--- Dataset rows ---
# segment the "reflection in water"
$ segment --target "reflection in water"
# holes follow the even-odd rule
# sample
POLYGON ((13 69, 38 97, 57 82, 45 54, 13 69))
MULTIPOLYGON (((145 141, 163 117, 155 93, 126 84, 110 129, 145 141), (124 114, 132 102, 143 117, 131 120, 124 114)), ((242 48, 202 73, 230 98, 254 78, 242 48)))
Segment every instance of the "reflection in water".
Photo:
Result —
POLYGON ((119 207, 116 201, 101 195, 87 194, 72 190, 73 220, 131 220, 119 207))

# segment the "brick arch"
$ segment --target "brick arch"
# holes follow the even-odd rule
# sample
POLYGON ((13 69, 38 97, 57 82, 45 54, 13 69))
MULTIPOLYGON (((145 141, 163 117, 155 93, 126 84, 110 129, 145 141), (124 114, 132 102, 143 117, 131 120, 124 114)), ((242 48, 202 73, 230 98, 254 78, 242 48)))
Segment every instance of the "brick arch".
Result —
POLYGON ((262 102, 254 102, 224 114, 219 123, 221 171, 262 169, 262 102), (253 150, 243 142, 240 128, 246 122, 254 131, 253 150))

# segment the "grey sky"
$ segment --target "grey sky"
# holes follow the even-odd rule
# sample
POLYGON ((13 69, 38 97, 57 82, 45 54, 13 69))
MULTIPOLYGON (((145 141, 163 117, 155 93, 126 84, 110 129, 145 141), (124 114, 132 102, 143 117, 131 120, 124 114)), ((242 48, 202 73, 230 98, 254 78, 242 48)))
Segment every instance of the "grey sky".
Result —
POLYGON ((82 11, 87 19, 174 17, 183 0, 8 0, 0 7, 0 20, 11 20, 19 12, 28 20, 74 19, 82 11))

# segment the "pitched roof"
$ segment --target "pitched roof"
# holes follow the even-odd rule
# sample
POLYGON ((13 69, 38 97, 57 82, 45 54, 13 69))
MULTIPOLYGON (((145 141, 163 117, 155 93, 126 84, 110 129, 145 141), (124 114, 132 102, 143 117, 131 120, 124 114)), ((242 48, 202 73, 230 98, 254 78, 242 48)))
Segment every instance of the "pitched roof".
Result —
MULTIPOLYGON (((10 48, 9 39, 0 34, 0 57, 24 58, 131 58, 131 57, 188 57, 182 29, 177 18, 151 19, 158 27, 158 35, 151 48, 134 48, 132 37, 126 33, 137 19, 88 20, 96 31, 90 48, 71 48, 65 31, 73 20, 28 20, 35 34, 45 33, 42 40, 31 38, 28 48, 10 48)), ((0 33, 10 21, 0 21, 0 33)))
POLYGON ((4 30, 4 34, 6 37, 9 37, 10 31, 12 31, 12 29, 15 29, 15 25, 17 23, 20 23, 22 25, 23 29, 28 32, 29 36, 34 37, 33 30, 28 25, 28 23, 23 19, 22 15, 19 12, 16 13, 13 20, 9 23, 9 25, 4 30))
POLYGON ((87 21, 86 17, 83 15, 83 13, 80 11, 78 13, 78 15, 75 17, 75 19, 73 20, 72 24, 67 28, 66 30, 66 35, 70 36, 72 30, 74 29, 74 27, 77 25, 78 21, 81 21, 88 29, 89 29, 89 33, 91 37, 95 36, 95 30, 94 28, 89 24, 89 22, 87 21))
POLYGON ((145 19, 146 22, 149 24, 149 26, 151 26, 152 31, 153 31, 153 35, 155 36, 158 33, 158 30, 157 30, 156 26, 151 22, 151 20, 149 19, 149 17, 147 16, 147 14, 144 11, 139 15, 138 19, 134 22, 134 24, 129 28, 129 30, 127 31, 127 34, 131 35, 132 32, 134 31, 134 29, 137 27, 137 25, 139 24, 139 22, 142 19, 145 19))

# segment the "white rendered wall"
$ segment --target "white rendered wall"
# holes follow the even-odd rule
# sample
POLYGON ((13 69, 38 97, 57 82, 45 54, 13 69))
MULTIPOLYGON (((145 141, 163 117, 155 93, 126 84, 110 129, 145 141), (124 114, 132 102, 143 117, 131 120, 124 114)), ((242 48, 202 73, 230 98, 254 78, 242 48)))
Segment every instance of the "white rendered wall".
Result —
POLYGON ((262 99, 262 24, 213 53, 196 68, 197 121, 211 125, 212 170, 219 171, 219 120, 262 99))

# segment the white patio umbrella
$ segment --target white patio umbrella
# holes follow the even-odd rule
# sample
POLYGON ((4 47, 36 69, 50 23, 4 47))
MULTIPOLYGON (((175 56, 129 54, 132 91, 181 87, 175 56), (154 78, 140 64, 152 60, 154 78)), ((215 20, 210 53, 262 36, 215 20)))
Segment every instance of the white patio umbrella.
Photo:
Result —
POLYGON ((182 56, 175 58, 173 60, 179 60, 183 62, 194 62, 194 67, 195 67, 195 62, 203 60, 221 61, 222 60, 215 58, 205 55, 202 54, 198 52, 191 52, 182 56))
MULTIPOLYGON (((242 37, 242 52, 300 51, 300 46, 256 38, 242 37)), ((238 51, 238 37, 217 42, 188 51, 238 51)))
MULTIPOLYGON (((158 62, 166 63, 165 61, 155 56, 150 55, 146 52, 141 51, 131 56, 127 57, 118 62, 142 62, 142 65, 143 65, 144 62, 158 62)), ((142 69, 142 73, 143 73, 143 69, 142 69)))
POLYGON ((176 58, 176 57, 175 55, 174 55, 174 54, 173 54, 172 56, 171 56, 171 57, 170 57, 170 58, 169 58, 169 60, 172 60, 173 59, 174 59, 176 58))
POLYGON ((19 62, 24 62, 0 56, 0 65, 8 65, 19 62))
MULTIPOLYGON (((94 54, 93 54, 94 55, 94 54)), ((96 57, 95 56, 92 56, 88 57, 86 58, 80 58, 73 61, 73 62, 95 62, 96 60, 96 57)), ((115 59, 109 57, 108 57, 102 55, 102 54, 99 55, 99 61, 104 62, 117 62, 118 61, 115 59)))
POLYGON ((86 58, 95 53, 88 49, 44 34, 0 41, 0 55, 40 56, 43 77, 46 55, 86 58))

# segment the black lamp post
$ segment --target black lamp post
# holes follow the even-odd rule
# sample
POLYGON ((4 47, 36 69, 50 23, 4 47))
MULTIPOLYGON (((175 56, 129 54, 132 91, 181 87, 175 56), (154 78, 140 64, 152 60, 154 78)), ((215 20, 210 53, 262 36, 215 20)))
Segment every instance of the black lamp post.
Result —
---
Copy the listing above line for line, keeping every character, space, and line break unchanged.

# segment the "reflection in water"
$ segment --target "reflection in water"
# holes follow the even-odd rule
# sample
POLYGON ((13 69, 38 97, 57 82, 45 54, 13 69))
MULTIPOLYGON (((145 141, 163 117, 155 93, 126 84, 110 129, 145 141), (124 114, 132 102, 143 117, 131 120, 124 114)), ((242 48, 202 73, 230 98, 254 78, 242 48)))
Segment every instance of the "reflection in water".
Photo:
Result —
POLYGON ((119 207, 116 201, 101 195, 87 194, 72 190, 73 220, 131 220, 119 207))

# segment the "brick arch"
$ segment --target "brick arch"
# holes follow the even-odd rule
# sample
POLYGON ((13 69, 38 97, 57 82, 45 54, 13 69))
MULTIPOLYGON (((145 141, 163 117, 155 93, 126 84, 110 129, 145 141), (124 114, 132 102, 143 117, 131 120, 124 114)), ((242 48, 202 73, 230 98, 254 78, 242 48)))
Segment every instance of the "brick arch".
Result —
POLYGON ((262 102, 254 102, 224 114, 219 123, 221 171, 262 169, 262 102), (253 150, 243 142, 240 128, 246 122, 254 131, 253 150))

# segment the "grey sky"
$ segment --target "grey sky"
# holes follow the even-odd rule
# sample
POLYGON ((13 69, 38 97, 57 82, 45 54, 13 69))
MULTIPOLYGON (((145 141, 163 117, 155 93, 126 84, 110 129, 145 141), (124 114, 132 102, 143 117, 131 120, 124 114)), ((242 48, 202 73, 230 98, 254 78, 242 48)))
Segment every instance of the "grey sky".
Result —
POLYGON ((82 11, 87 19, 174 17, 183 0, 8 0, 0 7, 0 20, 11 20, 19 12, 28 20, 74 19, 82 11))

# segment the "pitched roof"
$ segment --target "pitched roof"
# holes follow the even-odd rule
# sample
POLYGON ((13 69, 38 97, 57 82, 45 54, 13 69))
MULTIPOLYGON (((145 141, 163 117, 155 93, 126 84, 110 129, 145 141), (124 114, 132 102, 143 117, 131 120, 124 114)), ((242 48, 202 73, 230 98, 254 78, 242 48)))
Segment every instance of the "pitched roof".
Result —
MULTIPOLYGON (((10 48, 9 39, 0 34, 0 57, 24 58, 131 58, 131 57, 188 57, 182 29, 177 18, 151 19, 158 27, 158 35, 151 48, 134 48, 132 37, 126 33, 137 19, 88 20, 96 31, 90 48, 71 48, 65 31, 73 20, 28 20, 35 34, 45 33, 42 40, 31 38, 28 48, 10 48)), ((0 33, 10 21, 0 21, 0 33)))
POLYGON ((4 30, 4 34, 6 37, 9 37, 10 31, 12 31, 12 29, 15 29, 15 25, 17 23, 20 23, 22 25, 23 29, 28 32, 29 36, 34 37, 33 30, 28 25, 28 23, 23 19, 22 15, 19 12, 16 13, 13 20, 9 23, 9 25, 4 30))
POLYGON ((87 21, 86 17, 83 15, 83 13, 80 11, 78 13, 78 15, 75 17, 75 19, 73 20, 72 24, 67 28, 66 30, 66 35, 70 36, 72 30, 74 29, 74 27, 77 25, 78 21, 81 21, 88 29, 89 29, 89 33, 91 37, 95 36, 95 30, 94 28, 89 24, 89 22, 87 21))
POLYGON ((145 19, 146 22, 149 24, 149 26, 151 26, 152 31, 153 31, 153 35, 155 36, 158 33, 158 30, 157 30, 156 26, 151 22, 151 20, 149 19, 149 17, 147 16, 147 14, 144 11, 139 15, 138 19, 134 22, 134 24, 129 28, 129 30, 127 31, 127 34, 131 35, 132 32, 134 31, 134 29, 137 27, 137 25, 139 24, 139 22, 142 19, 145 19))

# segment the "white rendered wall"
$ segment --target "white rendered wall"
# holes follow the even-odd rule
# sample
POLYGON ((13 69, 38 97, 57 82, 45 54, 13 69))
MULTIPOLYGON (((145 141, 163 117, 155 93, 126 84, 110 129, 145 141), (124 114, 132 102, 143 117, 131 120, 124 114)), ((242 48, 202 73, 230 98, 254 78, 242 48)))
Segment every instance of the "white rendered wall".
Result —
POLYGON ((262 99, 262 24, 213 53, 196 68, 197 121, 211 125, 212 170, 219 171, 219 120, 262 99))

# segment the white patio umbrella
$ segment --target white patio umbrella
# holes follow the even-odd rule
# sample
POLYGON ((4 47, 36 69, 50 23, 4 47))
MULTIPOLYGON (((175 56, 129 54, 132 91, 181 87, 175 56), (154 78, 140 64, 152 60, 154 78)), ((215 20, 210 53, 262 36, 215 20)))
Segment every instance of the white patio umbrella.
Photo:
Result —
POLYGON ((182 56, 175 58, 173 60, 179 60, 183 62, 194 62, 194 67, 195 67, 195 62, 203 60, 221 61, 222 60, 215 58, 205 55, 202 54, 198 52, 191 52, 182 56))
MULTIPOLYGON (((242 37, 242 52, 300 51, 300 46, 256 38, 242 37)), ((238 51, 238 37, 217 42, 188 51, 238 51)))
MULTIPOLYGON (((158 62, 166 63, 165 61, 155 56, 150 55, 146 52, 141 51, 131 56, 127 57, 118 62, 142 62, 142 65, 143 65, 144 62, 158 62)), ((142 69, 142 73, 143 73, 143 69, 142 69)))
POLYGON ((176 58, 176 57, 175 55, 174 55, 174 54, 173 54, 172 56, 171 56, 171 57, 170 57, 170 58, 169 58, 169 60, 172 60, 173 59, 174 59, 176 58))
POLYGON ((19 62, 24 62, 0 56, 0 65, 8 65, 19 62))
MULTIPOLYGON (((94 54, 93 54, 94 55, 94 54)), ((96 57, 95 56, 92 56, 88 57, 86 58, 80 58, 73 61, 73 62, 95 62, 96 60, 96 57)), ((115 59, 109 57, 108 57, 102 55, 102 54, 99 55, 99 61, 104 62, 117 62, 118 61, 115 59)))
POLYGON ((86 58, 95 53, 88 49, 44 34, 0 41, 0 55, 40 56, 43 77, 46 55, 86 58))

# segment the black lamp post
$ segment --target black lamp post
# holes follow the even-odd rule
# sample
POLYGON ((4 47, 36 69, 50 23, 4 47))
MULTIPOLYGON (((175 56, 129 54, 132 91, 181 87, 175 56), (154 78, 140 64, 152 60, 154 78)), ((215 20, 210 53, 262 36, 215 20)))
Segment every instance of the black lamp post.
Result —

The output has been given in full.